### What needs to be done
Can you write out the records below word for word, from the line that contains "Can you find the paint smudge" through the end of the records, leaving out any pictures?

### Dataset rows
· · · ·

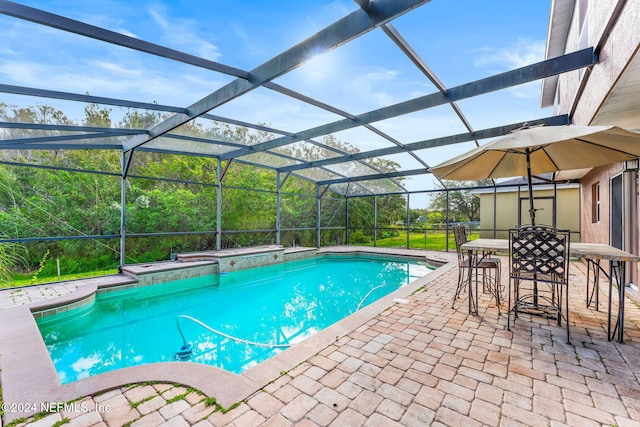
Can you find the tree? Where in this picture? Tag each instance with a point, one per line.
(463, 206)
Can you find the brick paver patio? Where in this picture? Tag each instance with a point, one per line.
(417, 364)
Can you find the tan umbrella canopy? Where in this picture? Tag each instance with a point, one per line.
(537, 150)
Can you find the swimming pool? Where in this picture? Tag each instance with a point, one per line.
(267, 308)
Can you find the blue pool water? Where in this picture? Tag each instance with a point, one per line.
(275, 305)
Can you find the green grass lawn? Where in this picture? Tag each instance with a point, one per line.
(25, 280)
(433, 241)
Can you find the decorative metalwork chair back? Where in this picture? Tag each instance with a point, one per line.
(541, 251)
(460, 236)
(539, 256)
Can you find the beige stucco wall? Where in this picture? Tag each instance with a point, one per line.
(622, 43)
(567, 215)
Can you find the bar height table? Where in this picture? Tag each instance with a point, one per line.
(592, 252)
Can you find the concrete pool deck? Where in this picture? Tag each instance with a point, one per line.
(414, 363)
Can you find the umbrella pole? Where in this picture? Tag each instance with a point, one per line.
(532, 211)
(532, 215)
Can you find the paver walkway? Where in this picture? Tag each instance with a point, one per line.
(422, 363)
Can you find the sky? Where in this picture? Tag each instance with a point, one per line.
(460, 40)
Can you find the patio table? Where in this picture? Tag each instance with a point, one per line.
(593, 253)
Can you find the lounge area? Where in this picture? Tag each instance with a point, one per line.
(421, 362)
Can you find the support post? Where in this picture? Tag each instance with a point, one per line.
(123, 210)
(318, 216)
(278, 208)
(408, 217)
(446, 220)
(375, 221)
(219, 207)
(346, 220)
(495, 209)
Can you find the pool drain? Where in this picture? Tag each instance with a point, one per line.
(185, 351)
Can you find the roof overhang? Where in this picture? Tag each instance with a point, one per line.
(559, 23)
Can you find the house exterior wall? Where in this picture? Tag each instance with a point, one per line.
(567, 211)
(592, 231)
(621, 44)
(617, 49)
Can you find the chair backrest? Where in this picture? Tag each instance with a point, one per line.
(460, 234)
(540, 253)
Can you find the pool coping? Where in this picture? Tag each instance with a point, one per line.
(22, 349)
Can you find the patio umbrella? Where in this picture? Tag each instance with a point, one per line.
(536, 150)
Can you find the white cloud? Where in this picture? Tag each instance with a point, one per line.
(522, 52)
(183, 35)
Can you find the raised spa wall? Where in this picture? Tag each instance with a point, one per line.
(198, 264)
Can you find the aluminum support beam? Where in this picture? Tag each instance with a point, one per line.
(529, 73)
(340, 32)
(430, 143)
(66, 24)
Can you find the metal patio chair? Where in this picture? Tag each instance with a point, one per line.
(487, 267)
(539, 273)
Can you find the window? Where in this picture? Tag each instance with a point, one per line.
(595, 203)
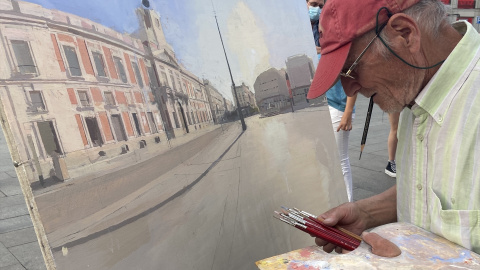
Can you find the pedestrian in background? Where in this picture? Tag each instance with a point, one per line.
(391, 169)
(341, 107)
(408, 56)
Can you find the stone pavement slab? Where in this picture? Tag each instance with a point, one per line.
(6, 258)
(29, 256)
(18, 237)
(19, 248)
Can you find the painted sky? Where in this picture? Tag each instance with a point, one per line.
(257, 34)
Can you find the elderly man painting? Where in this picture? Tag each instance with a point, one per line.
(407, 55)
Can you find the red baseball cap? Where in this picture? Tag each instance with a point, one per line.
(343, 21)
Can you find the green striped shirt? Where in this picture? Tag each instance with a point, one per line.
(438, 152)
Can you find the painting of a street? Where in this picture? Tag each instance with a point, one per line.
(162, 134)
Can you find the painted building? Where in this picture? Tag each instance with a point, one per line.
(216, 100)
(245, 97)
(76, 92)
(271, 91)
(181, 92)
(468, 10)
(300, 71)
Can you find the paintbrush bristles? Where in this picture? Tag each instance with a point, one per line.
(315, 227)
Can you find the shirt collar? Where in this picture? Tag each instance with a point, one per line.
(436, 96)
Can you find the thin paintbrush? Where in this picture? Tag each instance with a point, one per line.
(359, 238)
(367, 124)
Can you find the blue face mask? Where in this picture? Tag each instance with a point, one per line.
(314, 13)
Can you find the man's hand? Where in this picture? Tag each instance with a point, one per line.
(361, 215)
(349, 216)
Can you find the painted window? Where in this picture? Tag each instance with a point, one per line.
(137, 74)
(72, 60)
(120, 69)
(37, 101)
(83, 97)
(99, 64)
(24, 57)
(153, 78)
(109, 98)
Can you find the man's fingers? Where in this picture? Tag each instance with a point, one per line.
(320, 242)
(381, 246)
(329, 247)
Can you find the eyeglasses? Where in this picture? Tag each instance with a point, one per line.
(352, 67)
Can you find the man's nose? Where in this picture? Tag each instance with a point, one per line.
(350, 86)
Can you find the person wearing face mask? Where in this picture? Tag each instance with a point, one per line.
(314, 10)
(341, 107)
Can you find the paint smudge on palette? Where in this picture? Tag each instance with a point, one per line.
(420, 250)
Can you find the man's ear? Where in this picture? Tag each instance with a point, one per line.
(403, 32)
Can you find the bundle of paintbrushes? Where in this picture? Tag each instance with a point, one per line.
(314, 226)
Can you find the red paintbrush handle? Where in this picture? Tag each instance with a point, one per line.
(329, 238)
(339, 236)
(334, 230)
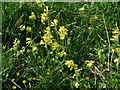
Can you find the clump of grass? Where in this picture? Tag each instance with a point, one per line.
(60, 45)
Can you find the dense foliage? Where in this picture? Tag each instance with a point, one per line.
(60, 45)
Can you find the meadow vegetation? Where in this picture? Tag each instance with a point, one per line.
(51, 45)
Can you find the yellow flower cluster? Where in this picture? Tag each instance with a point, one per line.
(115, 36)
(70, 64)
(62, 32)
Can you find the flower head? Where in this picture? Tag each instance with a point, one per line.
(32, 17)
(62, 32)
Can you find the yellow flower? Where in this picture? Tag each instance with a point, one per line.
(54, 45)
(77, 84)
(13, 87)
(62, 32)
(32, 17)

· · · ·

### Full response
Can you find the paint smudge on palette? Where in this picture? Tag each instance with a point, one per line.
(420, 250)
Can you find the man's ear? Where in this picture? Tag each instance with a point, one per line.
(403, 32)
Can you find the bundle of paintbrushes? Where in this picture? Tag each instance with a point, one per line.
(314, 226)
Can you find the red paintbrush handle? Where in this picture? Tag each instance with a point, one per line.
(329, 238)
(339, 236)
(334, 230)
Can you find the clump of grass? Where in this picture? Tag each instance with a point, one per line.
(60, 45)
Can you find the dense foliage? Where in this picture? Tag each instance with a point, one per line.
(60, 45)
Can you find the meadow vegetation? Where in this picture? Tag each instance with a point, one per line.
(51, 45)
Can you find the yellow flower cluster? Where in this picture? Tag each instance with a point, one per line.
(115, 36)
(70, 64)
(62, 32)
Can you find the flower head? Where in this picture? Tag each instance with a point, one per line.
(32, 17)
(62, 32)
Can you find the yellow flower? Where in this picture? Tag each instance with a point, one per line.
(54, 45)
(77, 84)
(13, 87)
(62, 32)
(32, 17)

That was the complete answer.